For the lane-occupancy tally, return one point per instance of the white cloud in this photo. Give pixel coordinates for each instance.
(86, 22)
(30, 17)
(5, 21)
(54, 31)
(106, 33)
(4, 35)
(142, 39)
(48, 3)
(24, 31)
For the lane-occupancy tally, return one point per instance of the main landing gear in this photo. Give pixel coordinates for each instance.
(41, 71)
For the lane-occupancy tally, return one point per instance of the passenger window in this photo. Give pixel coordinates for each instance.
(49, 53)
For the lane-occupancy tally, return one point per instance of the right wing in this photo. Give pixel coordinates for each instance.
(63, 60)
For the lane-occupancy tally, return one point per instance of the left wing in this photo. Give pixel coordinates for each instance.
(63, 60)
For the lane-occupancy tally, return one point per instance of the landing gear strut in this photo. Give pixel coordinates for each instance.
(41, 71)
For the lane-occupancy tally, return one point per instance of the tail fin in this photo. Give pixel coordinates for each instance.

########################################

*The problem*: Can you retype all of the material above, line for line, without changing a single character?

*Response for this exercise*:
For the lane-occupancy tally, return one point per instance of the white cloud in this photo. Give pixel coordinates for each instance.
(86, 22)
(30, 17)
(5, 21)
(54, 31)
(106, 33)
(4, 35)
(142, 39)
(48, 3)
(24, 31)
For the lane-occupancy tally, return one point per instance of the main landing gear in this photo. Give pixel coordinates for each instance.
(41, 71)
For the lane-occupancy tally, return one point per instance of the passenger window in this photo. Give pixel coordinates for each instance.
(49, 53)
For the lane-occupancy tally, return one point per instance of the right wing in this photo. Give pixel coordinates for each instance.
(63, 60)
For the lane-occupancy tally, return one point per instance of the left wing in this photo. Give pixel coordinates for each instance.
(63, 60)
For the lane-occupancy tally, return one point per instance of the landing gear strut in this photo. Give pixel coordinates for each instance.
(41, 71)
For the lane-occupancy tally, return one point per instance of the tail fin in this photo. Give pixel coordinates for each instance.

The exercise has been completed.